> **What needs to be done**: Transcribe verbatim the lines beginning with the line that contains "[(596, 277)], and" and ending with the line that contains "[(69, 207)]", including both of those lines.

> **Supplied data**:
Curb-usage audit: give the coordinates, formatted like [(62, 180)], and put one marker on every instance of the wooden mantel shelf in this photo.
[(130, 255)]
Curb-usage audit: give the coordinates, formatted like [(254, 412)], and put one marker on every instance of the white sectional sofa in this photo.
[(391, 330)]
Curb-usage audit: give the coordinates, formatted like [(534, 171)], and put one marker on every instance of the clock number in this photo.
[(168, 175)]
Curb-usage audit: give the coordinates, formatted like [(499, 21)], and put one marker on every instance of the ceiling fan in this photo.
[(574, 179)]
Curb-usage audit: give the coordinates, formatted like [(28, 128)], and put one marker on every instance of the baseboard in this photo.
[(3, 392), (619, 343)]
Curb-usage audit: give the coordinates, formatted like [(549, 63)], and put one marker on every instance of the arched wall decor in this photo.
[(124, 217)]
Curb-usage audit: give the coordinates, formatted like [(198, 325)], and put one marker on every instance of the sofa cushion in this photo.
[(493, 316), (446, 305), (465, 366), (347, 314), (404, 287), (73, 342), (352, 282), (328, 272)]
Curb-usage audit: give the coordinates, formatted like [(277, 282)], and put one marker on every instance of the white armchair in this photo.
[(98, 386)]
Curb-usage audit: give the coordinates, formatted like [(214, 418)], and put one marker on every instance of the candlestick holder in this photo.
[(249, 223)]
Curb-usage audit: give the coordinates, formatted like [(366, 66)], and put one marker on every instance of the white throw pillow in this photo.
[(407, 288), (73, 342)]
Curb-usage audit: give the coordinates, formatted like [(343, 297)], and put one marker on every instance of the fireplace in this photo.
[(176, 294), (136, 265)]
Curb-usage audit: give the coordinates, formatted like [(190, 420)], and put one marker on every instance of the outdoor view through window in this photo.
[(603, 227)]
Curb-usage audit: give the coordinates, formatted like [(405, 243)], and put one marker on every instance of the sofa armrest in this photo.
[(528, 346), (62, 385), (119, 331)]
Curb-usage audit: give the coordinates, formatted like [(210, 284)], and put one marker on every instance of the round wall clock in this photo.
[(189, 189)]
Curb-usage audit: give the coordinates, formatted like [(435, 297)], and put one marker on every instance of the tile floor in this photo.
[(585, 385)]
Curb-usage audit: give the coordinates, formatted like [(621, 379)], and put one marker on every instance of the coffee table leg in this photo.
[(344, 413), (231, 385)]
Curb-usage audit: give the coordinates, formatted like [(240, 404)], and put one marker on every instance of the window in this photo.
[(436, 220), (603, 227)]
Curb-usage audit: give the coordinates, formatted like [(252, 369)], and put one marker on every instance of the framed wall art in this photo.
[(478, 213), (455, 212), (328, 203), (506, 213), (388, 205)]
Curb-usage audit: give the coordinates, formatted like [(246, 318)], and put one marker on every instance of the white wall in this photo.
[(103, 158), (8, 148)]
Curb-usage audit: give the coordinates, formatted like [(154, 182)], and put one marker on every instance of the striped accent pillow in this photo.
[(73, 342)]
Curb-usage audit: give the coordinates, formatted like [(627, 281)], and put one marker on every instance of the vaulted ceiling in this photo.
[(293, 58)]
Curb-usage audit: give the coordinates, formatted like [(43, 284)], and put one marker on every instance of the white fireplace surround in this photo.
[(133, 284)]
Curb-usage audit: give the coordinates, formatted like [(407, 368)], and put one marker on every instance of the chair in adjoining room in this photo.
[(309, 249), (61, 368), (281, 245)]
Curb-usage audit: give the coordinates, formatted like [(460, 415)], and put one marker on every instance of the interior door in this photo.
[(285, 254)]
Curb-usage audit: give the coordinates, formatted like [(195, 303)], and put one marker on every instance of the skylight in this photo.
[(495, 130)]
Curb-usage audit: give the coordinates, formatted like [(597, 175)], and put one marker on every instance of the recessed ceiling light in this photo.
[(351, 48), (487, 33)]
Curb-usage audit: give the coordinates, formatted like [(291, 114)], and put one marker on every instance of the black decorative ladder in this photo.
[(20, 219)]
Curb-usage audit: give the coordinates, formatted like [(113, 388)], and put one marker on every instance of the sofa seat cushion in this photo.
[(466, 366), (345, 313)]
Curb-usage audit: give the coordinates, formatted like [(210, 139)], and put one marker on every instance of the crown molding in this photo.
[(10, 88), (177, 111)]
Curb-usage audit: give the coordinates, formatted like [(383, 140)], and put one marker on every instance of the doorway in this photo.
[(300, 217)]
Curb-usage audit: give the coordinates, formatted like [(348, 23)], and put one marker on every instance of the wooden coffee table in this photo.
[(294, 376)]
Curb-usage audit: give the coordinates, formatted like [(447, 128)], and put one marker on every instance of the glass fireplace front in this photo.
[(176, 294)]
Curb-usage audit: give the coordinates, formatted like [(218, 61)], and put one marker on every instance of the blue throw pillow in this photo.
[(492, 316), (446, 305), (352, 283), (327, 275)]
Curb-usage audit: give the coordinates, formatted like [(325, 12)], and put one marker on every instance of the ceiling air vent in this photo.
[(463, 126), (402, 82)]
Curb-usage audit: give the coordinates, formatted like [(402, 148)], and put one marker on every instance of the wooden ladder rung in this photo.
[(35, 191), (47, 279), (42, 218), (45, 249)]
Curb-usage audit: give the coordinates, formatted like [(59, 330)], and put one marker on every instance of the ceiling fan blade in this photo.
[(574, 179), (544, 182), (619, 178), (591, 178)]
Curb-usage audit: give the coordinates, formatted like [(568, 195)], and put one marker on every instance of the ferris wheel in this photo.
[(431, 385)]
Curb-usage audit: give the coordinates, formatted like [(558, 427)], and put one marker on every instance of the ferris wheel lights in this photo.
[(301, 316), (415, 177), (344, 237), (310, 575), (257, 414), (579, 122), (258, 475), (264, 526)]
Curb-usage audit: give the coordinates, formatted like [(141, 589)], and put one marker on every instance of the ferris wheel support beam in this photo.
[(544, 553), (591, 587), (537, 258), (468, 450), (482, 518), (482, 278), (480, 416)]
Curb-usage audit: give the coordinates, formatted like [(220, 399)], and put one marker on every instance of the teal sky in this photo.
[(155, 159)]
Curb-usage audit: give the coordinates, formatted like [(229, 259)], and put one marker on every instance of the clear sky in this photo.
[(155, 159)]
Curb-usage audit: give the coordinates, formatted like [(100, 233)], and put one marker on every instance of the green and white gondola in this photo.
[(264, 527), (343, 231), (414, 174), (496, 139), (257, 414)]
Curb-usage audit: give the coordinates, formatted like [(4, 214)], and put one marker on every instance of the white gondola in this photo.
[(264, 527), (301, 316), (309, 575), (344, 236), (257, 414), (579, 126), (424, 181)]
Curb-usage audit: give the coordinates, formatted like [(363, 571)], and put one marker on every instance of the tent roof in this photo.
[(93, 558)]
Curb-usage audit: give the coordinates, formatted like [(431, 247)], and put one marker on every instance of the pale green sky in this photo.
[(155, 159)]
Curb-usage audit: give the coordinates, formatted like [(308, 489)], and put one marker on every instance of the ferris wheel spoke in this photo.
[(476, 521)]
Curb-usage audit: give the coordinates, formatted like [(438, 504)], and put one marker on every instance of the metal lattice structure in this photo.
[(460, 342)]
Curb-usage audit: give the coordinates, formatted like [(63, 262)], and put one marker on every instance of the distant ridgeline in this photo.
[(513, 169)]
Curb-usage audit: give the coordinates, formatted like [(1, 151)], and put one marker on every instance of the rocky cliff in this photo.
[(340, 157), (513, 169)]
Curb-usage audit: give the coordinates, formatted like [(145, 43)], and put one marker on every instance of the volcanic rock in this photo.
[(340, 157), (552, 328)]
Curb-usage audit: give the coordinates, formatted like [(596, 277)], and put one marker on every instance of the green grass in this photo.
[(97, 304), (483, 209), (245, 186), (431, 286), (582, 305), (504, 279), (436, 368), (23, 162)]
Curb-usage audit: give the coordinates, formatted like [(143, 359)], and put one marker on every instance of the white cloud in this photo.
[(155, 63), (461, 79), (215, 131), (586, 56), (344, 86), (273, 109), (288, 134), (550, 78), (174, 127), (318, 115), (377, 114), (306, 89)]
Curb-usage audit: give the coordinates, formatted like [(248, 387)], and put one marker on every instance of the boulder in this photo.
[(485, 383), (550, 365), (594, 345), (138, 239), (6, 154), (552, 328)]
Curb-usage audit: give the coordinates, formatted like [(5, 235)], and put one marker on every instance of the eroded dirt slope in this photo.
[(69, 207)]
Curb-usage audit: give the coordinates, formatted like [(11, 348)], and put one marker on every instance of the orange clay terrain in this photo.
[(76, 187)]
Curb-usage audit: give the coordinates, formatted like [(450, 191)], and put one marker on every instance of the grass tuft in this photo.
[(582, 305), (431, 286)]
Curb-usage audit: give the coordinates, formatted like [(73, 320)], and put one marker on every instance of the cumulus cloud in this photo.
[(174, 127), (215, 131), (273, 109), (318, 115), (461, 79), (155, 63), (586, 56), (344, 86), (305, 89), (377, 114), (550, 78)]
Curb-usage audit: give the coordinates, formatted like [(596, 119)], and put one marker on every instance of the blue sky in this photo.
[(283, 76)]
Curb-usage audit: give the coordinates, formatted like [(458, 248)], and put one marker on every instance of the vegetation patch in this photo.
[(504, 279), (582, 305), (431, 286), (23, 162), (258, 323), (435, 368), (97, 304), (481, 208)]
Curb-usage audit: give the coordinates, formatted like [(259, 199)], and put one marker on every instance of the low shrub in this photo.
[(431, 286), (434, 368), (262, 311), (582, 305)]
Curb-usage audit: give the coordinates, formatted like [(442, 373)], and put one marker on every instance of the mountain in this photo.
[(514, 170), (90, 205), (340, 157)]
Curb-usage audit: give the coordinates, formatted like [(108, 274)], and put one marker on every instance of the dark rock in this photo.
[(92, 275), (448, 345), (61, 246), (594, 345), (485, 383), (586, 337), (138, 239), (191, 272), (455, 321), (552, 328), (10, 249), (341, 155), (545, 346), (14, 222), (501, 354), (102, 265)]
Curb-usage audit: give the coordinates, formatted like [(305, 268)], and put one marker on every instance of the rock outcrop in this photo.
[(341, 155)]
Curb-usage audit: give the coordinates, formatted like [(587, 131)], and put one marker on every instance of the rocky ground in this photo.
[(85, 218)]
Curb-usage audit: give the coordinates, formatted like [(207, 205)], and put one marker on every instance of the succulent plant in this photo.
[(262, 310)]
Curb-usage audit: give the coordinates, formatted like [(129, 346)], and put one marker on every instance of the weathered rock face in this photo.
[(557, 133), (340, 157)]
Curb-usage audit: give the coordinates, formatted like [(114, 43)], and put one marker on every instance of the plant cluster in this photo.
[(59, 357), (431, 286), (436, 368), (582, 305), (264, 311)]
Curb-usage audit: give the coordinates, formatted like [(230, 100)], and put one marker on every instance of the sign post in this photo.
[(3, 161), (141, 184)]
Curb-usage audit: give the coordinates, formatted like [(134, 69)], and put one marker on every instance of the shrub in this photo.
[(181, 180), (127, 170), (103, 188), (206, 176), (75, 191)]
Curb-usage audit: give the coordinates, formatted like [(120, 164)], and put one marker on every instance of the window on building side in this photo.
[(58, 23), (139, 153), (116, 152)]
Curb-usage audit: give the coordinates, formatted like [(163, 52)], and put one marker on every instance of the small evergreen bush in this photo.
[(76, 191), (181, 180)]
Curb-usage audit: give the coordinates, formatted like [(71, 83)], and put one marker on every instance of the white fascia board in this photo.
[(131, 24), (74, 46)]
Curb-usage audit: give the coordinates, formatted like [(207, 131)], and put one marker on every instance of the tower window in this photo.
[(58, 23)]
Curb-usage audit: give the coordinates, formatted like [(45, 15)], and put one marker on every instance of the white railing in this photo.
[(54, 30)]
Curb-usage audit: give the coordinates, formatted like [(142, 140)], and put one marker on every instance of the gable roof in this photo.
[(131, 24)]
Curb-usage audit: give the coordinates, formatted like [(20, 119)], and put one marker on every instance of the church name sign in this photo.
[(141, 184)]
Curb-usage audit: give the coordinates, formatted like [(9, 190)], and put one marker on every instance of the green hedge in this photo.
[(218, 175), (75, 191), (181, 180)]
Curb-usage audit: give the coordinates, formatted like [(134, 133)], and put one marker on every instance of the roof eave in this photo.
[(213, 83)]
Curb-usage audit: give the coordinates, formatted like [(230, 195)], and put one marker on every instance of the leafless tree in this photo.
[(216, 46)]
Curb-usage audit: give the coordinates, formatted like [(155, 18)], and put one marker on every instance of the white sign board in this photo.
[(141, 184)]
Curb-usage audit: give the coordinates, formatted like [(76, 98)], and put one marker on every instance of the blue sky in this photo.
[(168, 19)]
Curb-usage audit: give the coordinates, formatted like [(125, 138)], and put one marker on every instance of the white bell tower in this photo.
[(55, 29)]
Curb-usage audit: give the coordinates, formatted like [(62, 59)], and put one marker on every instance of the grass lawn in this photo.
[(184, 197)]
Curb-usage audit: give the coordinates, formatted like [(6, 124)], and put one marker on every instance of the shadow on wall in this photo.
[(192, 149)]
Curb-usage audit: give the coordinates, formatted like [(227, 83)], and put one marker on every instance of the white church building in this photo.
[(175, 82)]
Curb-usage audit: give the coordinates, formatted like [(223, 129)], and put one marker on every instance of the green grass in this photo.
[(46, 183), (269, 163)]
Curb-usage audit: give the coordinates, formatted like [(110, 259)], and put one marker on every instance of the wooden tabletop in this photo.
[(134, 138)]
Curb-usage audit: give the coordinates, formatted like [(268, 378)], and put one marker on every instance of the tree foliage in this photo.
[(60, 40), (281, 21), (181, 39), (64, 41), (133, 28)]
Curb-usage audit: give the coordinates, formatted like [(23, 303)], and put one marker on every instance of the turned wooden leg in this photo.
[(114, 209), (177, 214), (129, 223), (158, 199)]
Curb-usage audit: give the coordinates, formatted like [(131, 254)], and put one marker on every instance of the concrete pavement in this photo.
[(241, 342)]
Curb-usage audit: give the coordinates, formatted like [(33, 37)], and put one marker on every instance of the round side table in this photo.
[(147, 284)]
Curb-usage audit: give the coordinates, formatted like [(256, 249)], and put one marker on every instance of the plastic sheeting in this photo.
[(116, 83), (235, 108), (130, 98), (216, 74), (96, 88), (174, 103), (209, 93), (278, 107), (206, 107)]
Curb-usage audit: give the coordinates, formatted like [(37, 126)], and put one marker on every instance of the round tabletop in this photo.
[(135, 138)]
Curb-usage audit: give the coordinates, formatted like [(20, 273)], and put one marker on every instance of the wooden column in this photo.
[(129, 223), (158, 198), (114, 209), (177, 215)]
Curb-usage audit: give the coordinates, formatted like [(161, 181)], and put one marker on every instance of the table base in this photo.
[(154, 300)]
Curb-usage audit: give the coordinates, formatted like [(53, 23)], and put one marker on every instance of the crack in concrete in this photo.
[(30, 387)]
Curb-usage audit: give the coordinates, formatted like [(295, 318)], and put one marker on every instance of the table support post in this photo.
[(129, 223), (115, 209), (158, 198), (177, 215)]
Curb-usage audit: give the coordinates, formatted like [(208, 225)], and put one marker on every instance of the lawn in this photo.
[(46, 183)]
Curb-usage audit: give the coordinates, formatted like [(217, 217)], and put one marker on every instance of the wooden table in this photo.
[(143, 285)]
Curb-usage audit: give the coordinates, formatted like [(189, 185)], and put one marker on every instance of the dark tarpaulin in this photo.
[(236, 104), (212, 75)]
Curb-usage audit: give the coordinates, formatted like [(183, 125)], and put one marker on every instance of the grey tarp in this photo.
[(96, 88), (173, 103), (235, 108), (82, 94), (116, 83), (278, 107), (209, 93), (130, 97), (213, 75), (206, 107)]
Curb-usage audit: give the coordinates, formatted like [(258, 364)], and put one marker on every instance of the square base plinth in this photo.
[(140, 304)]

> **Problem solution**:
Curb-usage audit: give the coordinates, formatted like [(596, 277)], and put one marker on every instance of the green grass in this photo.
[(97, 304), (483, 209), (245, 186), (431, 286), (582, 305), (504, 279), (436, 368), (23, 162)]
Curb-usage audit: give the coordinates, formatted like [(143, 359)], and put one marker on every instance of the white cloud in this photo.
[(155, 63), (461, 79), (215, 131), (586, 56), (344, 86), (273, 109), (288, 134), (550, 78), (174, 127), (318, 115), (377, 114), (306, 89)]
Curb-usage audit: give the coordinates, formatted like [(248, 387)], and put one marker on every instance of the boulder in this photo.
[(485, 383), (550, 365), (594, 345), (138, 239), (6, 154), (552, 328)]
Curb-usage audit: give the coordinates, formatted like [(5, 235)], and put one marker on every instance of the eroded dirt slope in this photo.
[(69, 207)]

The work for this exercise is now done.